Extrait choisi ::
****
Aller au contenu

Second tour de la primaire PS. Manuel Valls reste offensif, Benoît Hamon pense à l’après

Le second tour de la primaire organisé par le Parti Socialiste a lieu dimanche 29 janvier 2017. Benoît Hamon est donné favori contre Manuel Valls.

Illustration de l'article : Primaire PS: Valls reste offensif, Hamon pense à l'après
Benoît Hamon à son arrivée au Palais des Congrès pour un meeting le 26 janvier 2017 à Paris. ( ©AFP/Stéphane de Sakutin)

À presque deux jours du second tour de la primaire organisée par le Parti Socialiste, Manuel Valls reste à l’offensive selon l’AFP pour tenter de combler son retard sur Benoît Hamon qui, en position de force, a déjà adopté la posture du rassembleur en vue de la présidentielle.

Au lendemain d’un duel télévisé de bonne tenue et suivi par 5,5 millions de téléspectateurs, mercredi 25 janvier 2017, les deux candidats ont de nouveau occupé le terrain jeudi 26 janvier se partageant entre médias et réunions publiques.

> LIRE AUSSI : Primaire de la gauche : où et comment voter en Normandie ?
****
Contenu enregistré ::
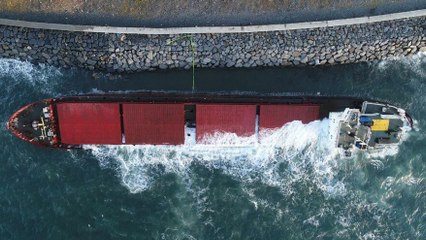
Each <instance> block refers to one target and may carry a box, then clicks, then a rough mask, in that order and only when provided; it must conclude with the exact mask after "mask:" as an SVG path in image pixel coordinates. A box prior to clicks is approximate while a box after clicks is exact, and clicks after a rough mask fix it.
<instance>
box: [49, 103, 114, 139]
mask: <svg viewBox="0 0 426 240" xmlns="http://www.w3.org/2000/svg"><path fill="white" fill-rule="evenodd" d="M56 108H57V111H58V122H59V132H60V134H61V141H62V143H64V144H76V145H79V144H121V123H120V107H119V104H118V103H58V104H56Z"/></svg>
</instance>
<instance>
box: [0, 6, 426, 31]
mask: <svg viewBox="0 0 426 240" xmlns="http://www.w3.org/2000/svg"><path fill="white" fill-rule="evenodd" d="M425 8H426V1H425V0H298V1H293V0H245V1H242V0H228V1H223V0H174V1H170V0H121V1H117V0H92V1H82V0H67V1H65V0H57V1H53V2H51V1H30V0H0V9H1V10H0V18H9V19H19V20H27V21H41V22H54V23H67V24H83V25H86V24H87V25H108V26H126V27H191V26H223V25H259V24H280V23H290V22H305V21H320V20H331V19H339V18H351V17H361V16H372V15H379V14H386V13H394V12H400V11H411V10H418V9H425Z"/></svg>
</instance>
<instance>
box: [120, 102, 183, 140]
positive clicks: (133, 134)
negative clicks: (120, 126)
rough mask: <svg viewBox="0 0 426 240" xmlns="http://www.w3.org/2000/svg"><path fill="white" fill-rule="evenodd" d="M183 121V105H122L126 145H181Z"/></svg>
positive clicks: (182, 129) (124, 104)
mask: <svg viewBox="0 0 426 240" xmlns="http://www.w3.org/2000/svg"><path fill="white" fill-rule="evenodd" d="M184 121H185V119H184V105H183V104H123V123H124V135H125V136H126V143H128V144H172V145H178V144H183V143H184V142H185V133H184V125H185V122H184Z"/></svg>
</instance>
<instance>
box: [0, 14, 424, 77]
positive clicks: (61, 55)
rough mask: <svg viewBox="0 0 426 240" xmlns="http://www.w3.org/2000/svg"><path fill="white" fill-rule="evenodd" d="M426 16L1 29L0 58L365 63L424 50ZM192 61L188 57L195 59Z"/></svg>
mask: <svg viewBox="0 0 426 240" xmlns="http://www.w3.org/2000/svg"><path fill="white" fill-rule="evenodd" d="M425 34H426V17H417V18H411V19H403V20H394V21H384V22H378V23H370V24H356V25H347V26H339V27H324V28H312V29H300V30H287V31H272V32H257V33H226V34H192V35H137V34H105V33H85V32H66V31H57V30H40V29H30V28H22V27H11V26H0V57H2V58H15V59H21V60H26V61H31V62H34V63H47V64H50V65H54V66H59V67H81V68H86V69H90V70H101V71H107V72H135V71H143V70H155V69H172V68H186V69H188V68H191V67H192V65H193V64H194V65H195V66H196V67H209V68H212V67H246V68H248V67H258V66H303V65H330V64H343V63H357V62H368V61H374V60H381V59H386V58H392V57H401V56H410V55H413V54H415V53H417V52H419V51H426V35H425ZM193 56H194V57H193Z"/></svg>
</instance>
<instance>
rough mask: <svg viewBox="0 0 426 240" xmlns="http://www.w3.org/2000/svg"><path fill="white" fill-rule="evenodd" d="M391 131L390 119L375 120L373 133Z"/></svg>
mask: <svg viewBox="0 0 426 240" xmlns="http://www.w3.org/2000/svg"><path fill="white" fill-rule="evenodd" d="M388 129H389V119H373V126H371V131H387V130H388Z"/></svg>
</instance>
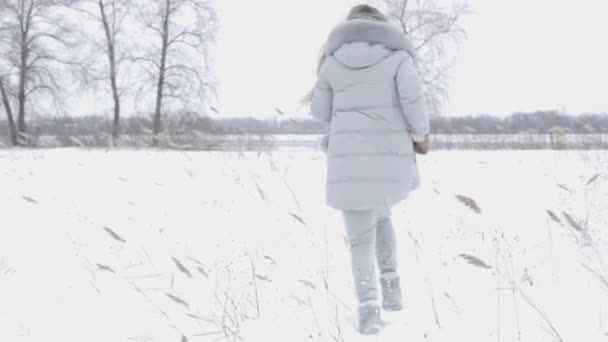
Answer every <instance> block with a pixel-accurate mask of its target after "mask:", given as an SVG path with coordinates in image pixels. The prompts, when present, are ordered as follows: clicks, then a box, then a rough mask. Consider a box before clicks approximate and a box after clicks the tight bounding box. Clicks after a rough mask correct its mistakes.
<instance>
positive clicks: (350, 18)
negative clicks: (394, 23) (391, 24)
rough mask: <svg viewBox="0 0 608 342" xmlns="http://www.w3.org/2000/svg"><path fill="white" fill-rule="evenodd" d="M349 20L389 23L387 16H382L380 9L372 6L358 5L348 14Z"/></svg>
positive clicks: (353, 7) (348, 13)
mask: <svg viewBox="0 0 608 342" xmlns="http://www.w3.org/2000/svg"><path fill="white" fill-rule="evenodd" d="M346 19H347V20H353V19H368V20H377V21H385V22H386V21H388V20H387V19H386V16H385V15H384V14H382V12H380V11H379V10H378V9H376V8H375V7H372V6H370V5H357V6H355V7H353V8H352V9H351V10H350V12H349V13H348V17H347V18H346Z"/></svg>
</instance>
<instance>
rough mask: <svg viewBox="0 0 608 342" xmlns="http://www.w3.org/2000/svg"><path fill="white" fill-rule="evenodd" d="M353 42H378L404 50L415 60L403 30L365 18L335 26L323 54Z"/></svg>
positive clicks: (409, 44) (328, 52)
mask: <svg viewBox="0 0 608 342" xmlns="http://www.w3.org/2000/svg"><path fill="white" fill-rule="evenodd" d="M354 42H365V43H369V44H371V45H377V44H379V45H383V46H384V47H386V48H387V49H390V50H404V51H406V52H408V54H409V55H410V56H412V58H413V59H414V60H417V58H416V51H415V50H414V46H413V45H412V43H411V42H410V41H409V39H407V37H406V36H405V34H404V33H403V32H401V31H400V30H399V29H398V28H396V27H394V26H393V25H391V24H390V23H386V22H382V21H373V20H367V19H354V20H348V21H345V22H343V23H341V24H340V25H338V26H336V27H335V28H334V29H333V31H332V32H331V33H330V35H329V38H328V39H327V42H326V43H325V47H324V51H325V54H326V55H327V56H330V55H333V54H334V53H335V52H336V51H337V50H338V49H339V48H340V47H342V46H343V45H344V44H348V43H354Z"/></svg>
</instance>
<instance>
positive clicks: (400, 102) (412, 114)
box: [396, 56, 431, 142]
mask: <svg viewBox="0 0 608 342" xmlns="http://www.w3.org/2000/svg"><path fill="white" fill-rule="evenodd" d="M396 81H397V90H398V93H399V101H400V103H401V108H402V109H403V115H404V116H405V120H406V122H407V124H408V126H409V129H410V134H411V135H412V139H413V140H414V141H415V142H421V141H423V140H424V138H425V136H426V135H428V134H429V133H430V130H431V128H430V126H431V124H430V119H429V114H428V111H427V108H426V105H425V103H424V98H423V96H422V84H421V82H420V77H419V76H418V70H417V69H416V65H415V64H414V60H413V59H412V58H411V57H410V56H407V57H405V58H404V61H403V62H402V63H401V65H400V66H399V69H398V70H397V79H396Z"/></svg>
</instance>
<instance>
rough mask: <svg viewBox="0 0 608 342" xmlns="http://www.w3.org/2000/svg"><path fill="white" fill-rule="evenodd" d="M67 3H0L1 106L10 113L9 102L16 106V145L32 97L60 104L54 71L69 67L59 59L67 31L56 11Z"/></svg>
mask: <svg viewBox="0 0 608 342" xmlns="http://www.w3.org/2000/svg"><path fill="white" fill-rule="evenodd" d="M69 3H71V1H69V0H0V18H1V20H0V26H1V30H0V31H1V32H2V36H3V41H4V45H5V49H3V50H2V51H0V59H1V60H2V62H0V65H1V64H6V65H7V69H8V72H7V73H5V74H4V77H3V88H4V91H3V94H4V95H5V97H6V98H4V101H3V103H4V106H5V110H6V111H7V113H13V111H12V109H11V104H12V101H10V100H9V99H8V97H11V96H12V97H15V98H16V100H15V102H16V106H17V110H16V111H17V131H18V134H17V135H18V138H17V143H18V144H19V145H21V144H23V142H24V138H25V136H26V133H27V130H26V121H25V117H26V113H27V110H28V109H29V110H32V106H29V107H28V105H30V104H31V101H30V99H31V98H32V96H33V95H34V94H37V93H44V94H46V95H48V96H50V98H51V100H52V102H53V104H54V105H55V108H56V109H58V108H59V107H60V104H61V102H62V101H61V98H60V96H59V93H60V90H61V86H60V80H59V77H58V68H59V67H63V66H66V65H69V64H70V62H69V61H68V60H67V59H62V58H61V57H60V54H61V51H65V50H67V49H69V48H70V43H69V41H68V37H69V34H70V30H69V29H68V28H67V27H66V26H64V25H63V23H62V21H61V20H60V14H59V11H58V10H60V9H61V8H62V7H63V6H65V5H66V4H69Z"/></svg>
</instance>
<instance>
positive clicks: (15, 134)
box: [0, 77, 19, 146]
mask: <svg viewBox="0 0 608 342" xmlns="http://www.w3.org/2000/svg"><path fill="white" fill-rule="evenodd" d="M0 95H1V96H2V103H3V104H4V111H6V116H7V118H8V130H9V134H10V139H11V144H12V145H13V146H19V139H17V130H16V129H15V120H14V119H13V112H12V110H11V104H10V102H9V100H8V94H7V93H6V89H4V80H3V79H2V78H1V77H0Z"/></svg>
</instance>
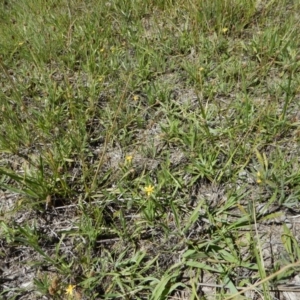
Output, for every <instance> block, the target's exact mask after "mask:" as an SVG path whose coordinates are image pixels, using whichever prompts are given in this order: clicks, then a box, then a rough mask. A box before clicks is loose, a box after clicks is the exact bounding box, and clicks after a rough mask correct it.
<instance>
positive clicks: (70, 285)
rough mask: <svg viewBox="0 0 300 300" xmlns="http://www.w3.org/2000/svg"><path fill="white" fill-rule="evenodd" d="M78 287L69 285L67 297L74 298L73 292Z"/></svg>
mask: <svg viewBox="0 0 300 300" xmlns="http://www.w3.org/2000/svg"><path fill="white" fill-rule="evenodd" d="M75 287H76V285H72V284H69V285H68V287H67V288H66V295H70V296H73V290H74V288H75Z"/></svg>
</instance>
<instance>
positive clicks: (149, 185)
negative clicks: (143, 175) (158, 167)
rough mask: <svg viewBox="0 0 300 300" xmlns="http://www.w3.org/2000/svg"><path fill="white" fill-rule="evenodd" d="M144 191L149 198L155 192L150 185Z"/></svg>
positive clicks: (146, 186)
mask: <svg viewBox="0 0 300 300" xmlns="http://www.w3.org/2000/svg"><path fill="white" fill-rule="evenodd" d="M144 191H145V192H146V194H147V196H148V197H149V196H150V195H151V194H152V193H153V191H154V186H152V185H151V184H149V185H148V186H146V187H145V189H144Z"/></svg>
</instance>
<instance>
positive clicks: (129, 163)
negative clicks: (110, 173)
mask: <svg viewBox="0 0 300 300" xmlns="http://www.w3.org/2000/svg"><path fill="white" fill-rule="evenodd" d="M132 158H133V157H132V155H126V157H125V161H126V162H127V163H129V164H130V163H131V161H132Z"/></svg>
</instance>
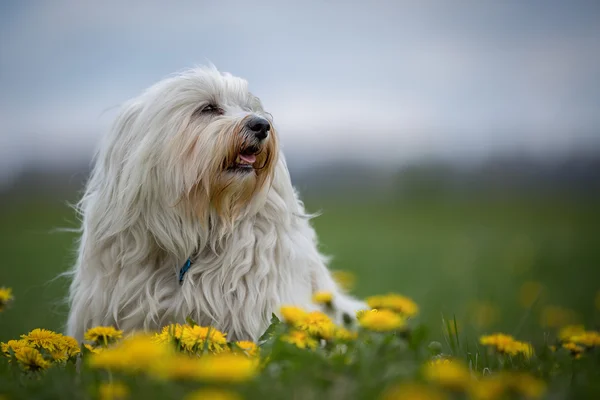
****
Exercices à faire ::
1. Dites si chacune de ces affirmations correspond à l'article sur la primaire du PS, en répondant oui ou non et en citant mot pour mot le passage qui tranche : (a) le second tour se tient le dimanche 29 janvier 2017 ; (b) le duel télévisé a réuni 7 millions de téléspectateurs ; (c) Manuel Valls part favori.
2. Poursuivez l'article sur la primaire du PS à la suite de sa dernière ligne.

Réponses ::
1.
(a) Oui : « Le second tour de la primaire organisé par le Parti Socialiste a lieu dimanche 29 janvier 2017. »
(b) Non : « suivi par 5,5 millions de téléspectateurs »
(c) Non : « Benoît Hamon est donné favori contre Manuel Valls. »

2.
Un meeting et une démonstration de force

En soirée, Mauel Valls a tenu un meeting devant environ 500 personnes à Alfortville (Val-de-Marne), quand Benoît Hamon, d’abord en déplacement à La Courneuve à partir de midi, a fait une démonstration de force devant environ 3 000 personnes à Montreuil (Seine-Saint-Denis).

La journée a donné l’occasion à chacun d’exposer les divergences fondamentales entre deux visions de la gauche, cette fois dans un climat relativement plus serein qu’en début de semaine.

Des critiques acerbes

L’ancien Premier ministre (31,48 % des voix au premier tour) a maintenu ses critiques à l’égard du revenu universel cher à Benoît Hamon (36,03%), lequel peut se targuer du soutien d’Arnaud Montebourg (17,52%).

> LIRE AUSSI : Primaire à gauche. Hamon arrive en tête : les premiers résultats en Normandie

Ce que propose Benoît Hamon, c’est un quinquennat à 500 milliards. Personne ne trouve cela crédible. Personne ne pense un seul instant qu’on peut se faire élire sur un tel programme, a expliqué Manuel Valls.

Il a répété une formule déjà testée mercredi soir face à Benoît  Hamon : « Je ne veux pas être le candidat de la feuille d’impôt, je veux être le candidat de la feuille de paie ».

Une esquisse de « rapprochement »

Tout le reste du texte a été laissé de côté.